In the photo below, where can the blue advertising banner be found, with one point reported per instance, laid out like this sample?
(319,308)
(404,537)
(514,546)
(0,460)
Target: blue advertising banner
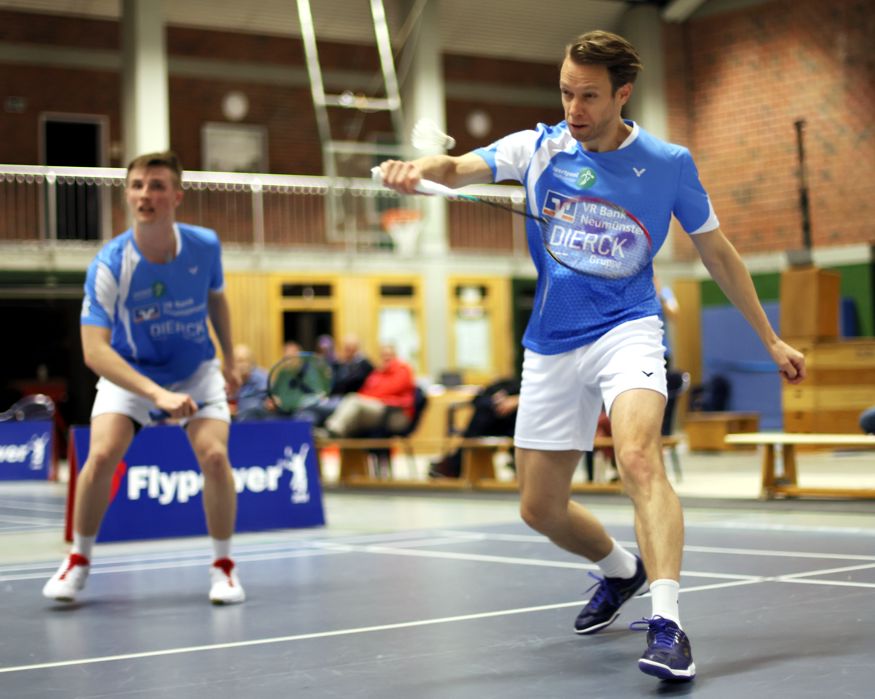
------------
Copy the records above line for line, leaving out the picture.

In the photo below, where can the blue advertising banner be found, with one point reported per instance, laid out like this sample?
(319,308)
(404,537)
(514,546)
(0,460)
Target: blue advertising banner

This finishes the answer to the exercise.